> **MATERIAL**:
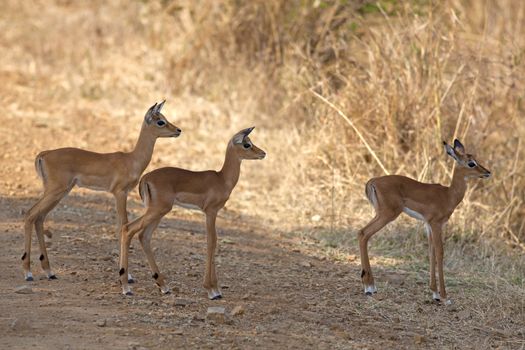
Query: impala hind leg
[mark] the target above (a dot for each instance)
(376, 224)
(35, 218)
(145, 239)
(210, 276)
(127, 233)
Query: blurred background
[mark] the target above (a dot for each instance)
(405, 75)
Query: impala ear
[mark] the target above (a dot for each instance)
(159, 107)
(241, 135)
(458, 147)
(450, 151)
(150, 113)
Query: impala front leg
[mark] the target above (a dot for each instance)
(122, 218)
(438, 252)
(125, 241)
(210, 277)
(122, 213)
(432, 263)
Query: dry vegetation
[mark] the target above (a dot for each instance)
(407, 74)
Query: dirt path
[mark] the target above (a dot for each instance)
(291, 299)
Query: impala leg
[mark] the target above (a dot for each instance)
(35, 218)
(122, 213)
(122, 218)
(126, 235)
(432, 263)
(210, 276)
(376, 224)
(438, 251)
(145, 238)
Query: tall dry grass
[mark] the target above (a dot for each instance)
(407, 74)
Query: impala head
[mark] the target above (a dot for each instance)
(466, 161)
(157, 123)
(244, 147)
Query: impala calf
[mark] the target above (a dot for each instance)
(64, 168)
(204, 190)
(431, 203)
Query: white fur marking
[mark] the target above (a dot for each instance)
(428, 229)
(414, 214)
(214, 293)
(126, 290)
(186, 205)
(370, 289)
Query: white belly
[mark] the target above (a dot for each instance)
(414, 214)
(93, 183)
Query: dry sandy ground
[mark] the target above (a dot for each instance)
(293, 295)
(291, 299)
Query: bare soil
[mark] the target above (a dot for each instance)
(292, 294)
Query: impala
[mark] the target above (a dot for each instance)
(207, 191)
(64, 168)
(431, 203)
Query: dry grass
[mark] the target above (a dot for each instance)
(406, 74)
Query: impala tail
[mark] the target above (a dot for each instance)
(370, 192)
(39, 166)
(144, 191)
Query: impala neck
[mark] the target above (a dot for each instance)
(144, 148)
(231, 168)
(458, 187)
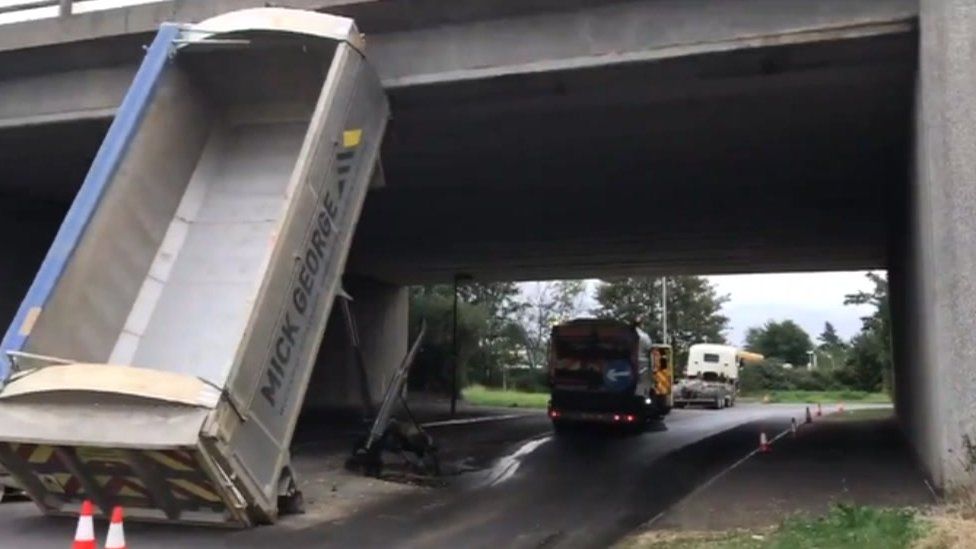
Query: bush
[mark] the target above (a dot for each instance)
(770, 376)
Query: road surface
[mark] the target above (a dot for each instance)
(588, 489)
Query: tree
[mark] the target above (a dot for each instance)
(694, 308)
(433, 365)
(504, 339)
(547, 304)
(833, 350)
(784, 340)
(829, 338)
(870, 363)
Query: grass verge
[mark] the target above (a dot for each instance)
(844, 527)
(483, 396)
(812, 397)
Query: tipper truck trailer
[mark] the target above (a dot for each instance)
(607, 371)
(161, 356)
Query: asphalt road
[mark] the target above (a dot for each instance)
(587, 489)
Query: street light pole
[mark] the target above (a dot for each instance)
(664, 310)
(454, 350)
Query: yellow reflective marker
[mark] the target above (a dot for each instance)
(351, 138)
(29, 320)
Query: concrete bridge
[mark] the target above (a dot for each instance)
(558, 138)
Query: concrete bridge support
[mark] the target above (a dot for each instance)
(935, 272)
(381, 311)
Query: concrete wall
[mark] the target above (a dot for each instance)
(938, 393)
(381, 311)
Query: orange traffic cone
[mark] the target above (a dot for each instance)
(85, 532)
(116, 535)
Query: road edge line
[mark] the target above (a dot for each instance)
(715, 478)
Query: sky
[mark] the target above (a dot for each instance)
(809, 299)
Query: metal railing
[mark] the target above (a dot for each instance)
(64, 6)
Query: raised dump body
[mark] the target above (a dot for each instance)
(161, 356)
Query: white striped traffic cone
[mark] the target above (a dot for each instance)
(116, 536)
(85, 532)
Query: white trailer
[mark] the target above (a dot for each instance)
(711, 375)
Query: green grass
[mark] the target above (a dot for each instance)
(483, 396)
(812, 397)
(844, 527)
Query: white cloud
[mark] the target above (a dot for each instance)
(809, 299)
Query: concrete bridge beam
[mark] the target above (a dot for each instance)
(937, 374)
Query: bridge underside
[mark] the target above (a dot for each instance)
(763, 159)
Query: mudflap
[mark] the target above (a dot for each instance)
(165, 485)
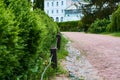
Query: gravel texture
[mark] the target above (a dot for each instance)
(102, 51)
(78, 66)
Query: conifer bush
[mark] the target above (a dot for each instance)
(25, 39)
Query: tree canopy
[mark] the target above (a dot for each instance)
(98, 9)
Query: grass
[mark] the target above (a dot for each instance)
(117, 34)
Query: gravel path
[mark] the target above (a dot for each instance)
(102, 51)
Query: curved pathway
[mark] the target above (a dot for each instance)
(102, 51)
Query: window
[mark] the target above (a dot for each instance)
(61, 19)
(57, 19)
(52, 4)
(62, 3)
(57, 4)
(47, 4)
(52, 11)
(62, 11)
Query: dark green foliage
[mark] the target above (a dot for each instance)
(114, 26)
(99, 26)
(25, 39)
(69, 26)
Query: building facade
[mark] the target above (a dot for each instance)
(62, 10)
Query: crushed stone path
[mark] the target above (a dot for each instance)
(102, 51)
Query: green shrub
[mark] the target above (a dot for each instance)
(8, 43)
(99, 26)
(69, 26)
(114, 26)
(25, 39)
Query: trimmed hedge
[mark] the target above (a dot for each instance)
(25, 39)
(99, 26)
(70, 26)
(114, 26)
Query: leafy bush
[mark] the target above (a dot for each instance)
(114, 26)
(25, 39)
(99, 26)
(69, 26)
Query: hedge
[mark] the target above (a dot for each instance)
(25, 39)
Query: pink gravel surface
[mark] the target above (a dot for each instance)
(102, 51)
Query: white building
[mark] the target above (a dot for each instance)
(62, 10)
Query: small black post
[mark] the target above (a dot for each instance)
(58, 40)
(54, 57)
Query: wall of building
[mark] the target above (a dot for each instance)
(56, 10)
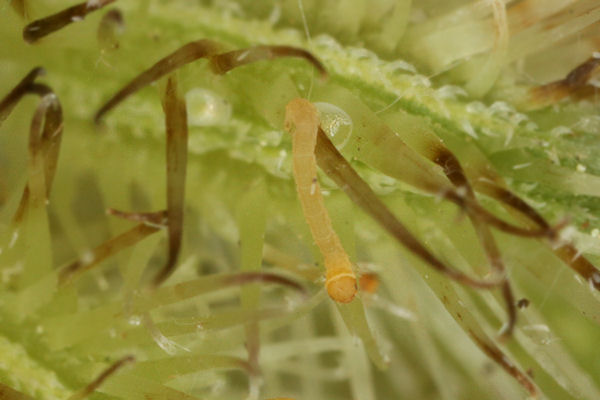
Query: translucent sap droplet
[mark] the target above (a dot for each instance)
(206, 108)
(336, 123)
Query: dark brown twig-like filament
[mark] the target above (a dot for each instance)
(180, 57)
(95, 384)
(496, 354)
(224, 62)
(8, 393)
(155, 218)
(11, 99)
(342, 173)
(575, 84)
(45, 26)
(177, 142)
(44, 142)
(109, 28)
(220, 63)
(69, 272)
(454, 171)
(22, 8)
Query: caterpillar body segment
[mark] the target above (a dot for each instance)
(302, 121)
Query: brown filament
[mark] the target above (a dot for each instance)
(110, 26)
(177, 140)
(244, 278)
(221, 63)
(45, 26)
(14, 96)
(95, 384)
(575, 84)
(8, 393)
(566, 252)
(156, 218)
(455, 173)
(496, 354)
(44, 142)
(342, 173)
(70, 271)
(184, 55)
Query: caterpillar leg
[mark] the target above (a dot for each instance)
(302, 121)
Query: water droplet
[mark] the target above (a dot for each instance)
(468, 128)
(336, 123)
(206, 108)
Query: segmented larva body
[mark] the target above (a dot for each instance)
(302, 121)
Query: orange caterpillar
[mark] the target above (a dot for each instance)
(302, 121)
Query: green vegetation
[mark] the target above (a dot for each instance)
(245, 315)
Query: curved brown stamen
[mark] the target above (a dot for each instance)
(45, 26)
(156, 218)
(455, 173)
(184, 55)
(23, 87)
(575, 84)
(70, 271)
(44, 142)
(95, 384)
(109, 28)
(342, 173)
(177, 140)
(220, 63)
(224, 62)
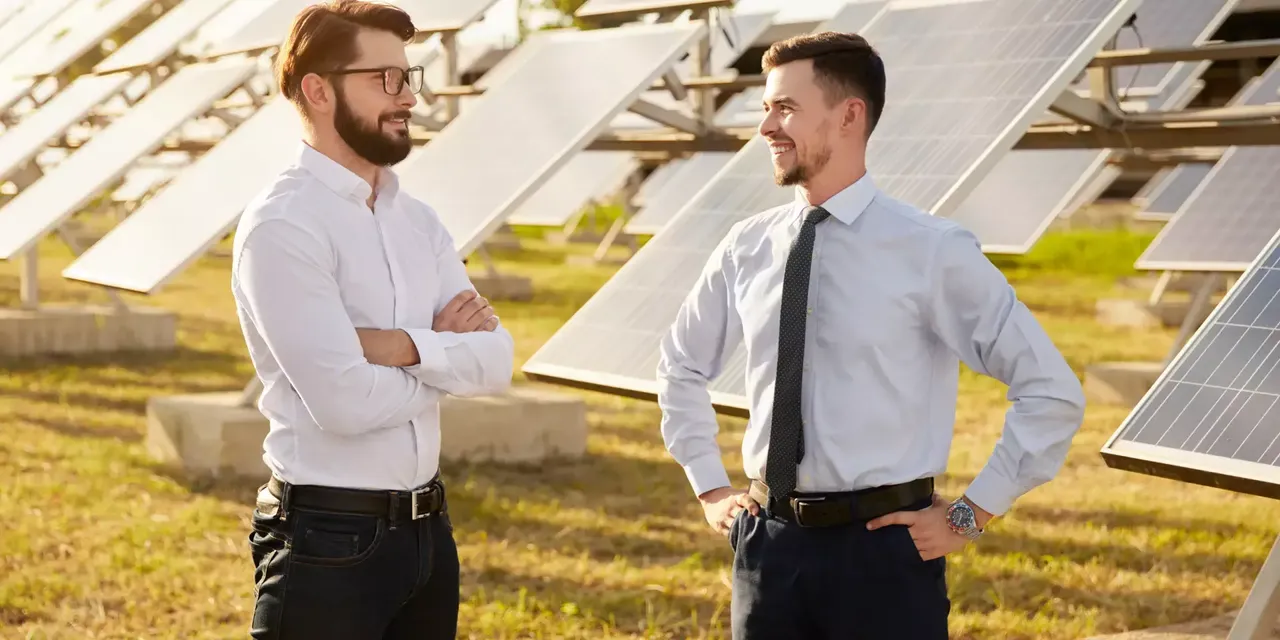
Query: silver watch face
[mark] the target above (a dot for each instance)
(960, 516)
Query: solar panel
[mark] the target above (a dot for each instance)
(1206, 420)
(270, 26)
(606, 8)
(108, 155)
(659, 208)
(161, 37)
(590, 176)
(1228, 219)
(437, 16)
(554, 104)
(964, 81)
(265, 30)
(26, 30)
(8, 9)
(656, 179)
(78, 40)
(1173, 190)
(201, 204)
(1028, 190)
(599, 174)
(23, 141)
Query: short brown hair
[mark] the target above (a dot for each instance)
(845, 65)
(323, 37)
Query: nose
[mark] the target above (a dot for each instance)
(768, 124)
(406, 99)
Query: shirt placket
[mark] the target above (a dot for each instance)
(808, 408)
(383, 216)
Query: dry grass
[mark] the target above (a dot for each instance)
(100, 542)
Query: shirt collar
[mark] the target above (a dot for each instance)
(343, 181)
(849, 202)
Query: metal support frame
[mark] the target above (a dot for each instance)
(1257, 617)
(611, 236)
(449, 51)
(671, 118)
(1196, 315)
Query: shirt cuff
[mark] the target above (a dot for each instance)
(707, 472)
(430, 351)
(991, 492)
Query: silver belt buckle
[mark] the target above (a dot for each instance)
(412, 499)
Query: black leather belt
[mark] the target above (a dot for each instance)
(845, 507)
(396, 506)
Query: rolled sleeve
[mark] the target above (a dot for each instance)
(977, 314)
(693, 351)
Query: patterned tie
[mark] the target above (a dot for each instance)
(786, 434)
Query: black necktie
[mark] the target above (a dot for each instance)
(786, 437)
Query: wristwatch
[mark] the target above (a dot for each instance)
(961, 519)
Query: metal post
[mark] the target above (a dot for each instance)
(28, 280)
(449, 42)
(704, 106)
(1262, 607)
(1196, 314)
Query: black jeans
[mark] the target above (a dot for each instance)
(323, 576)
(833, 583)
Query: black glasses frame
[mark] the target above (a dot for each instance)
(393, 77)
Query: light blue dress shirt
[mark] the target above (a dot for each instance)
(897, 298)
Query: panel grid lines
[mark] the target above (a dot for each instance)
(990, 68)
(1226, 219)
(1028, 190)
(1217, 393)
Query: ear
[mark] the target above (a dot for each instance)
(318, 94)
(855, 110)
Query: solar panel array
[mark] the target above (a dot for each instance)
(108, 155)
(1207, 419)
(599, 174)
(27, 31)
(1228, 219)
(558, 100)
(691, 176)
(86, 35)
(161, 37)
(964, 81)
(602, 8)
(201, 204)
(437, 16)
(23, 141)
(264, 31)
(1028, 190)
(1171, 190)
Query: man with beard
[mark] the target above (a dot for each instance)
(359, 315)
(856, 311)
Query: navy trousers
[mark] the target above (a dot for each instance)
(320, 576)
(833, 583)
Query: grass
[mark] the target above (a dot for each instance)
(100, 542)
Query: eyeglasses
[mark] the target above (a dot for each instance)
(393, 78)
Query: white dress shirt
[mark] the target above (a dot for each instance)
(311, 264)
(896, 300)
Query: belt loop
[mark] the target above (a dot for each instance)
(284, 499)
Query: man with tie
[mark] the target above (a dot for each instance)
(359, 316)
(855, 310)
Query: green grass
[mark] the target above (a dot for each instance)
(100, 542)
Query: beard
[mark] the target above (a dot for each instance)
(370, 142)
(804, 169)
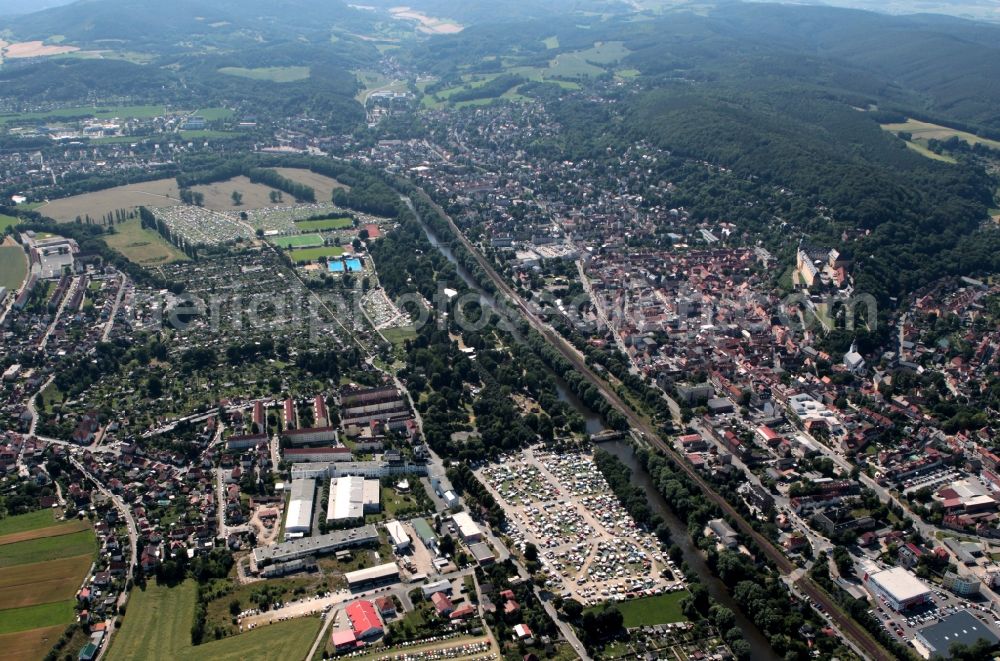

> **REQUIRED TASK**: Collect every line of the items that contains the word "orange". Treat uppercase and lowercase letters as different.

> **COMPLETE RESPONSE**:
Query: orange traffic cone
Query: orange caterpillar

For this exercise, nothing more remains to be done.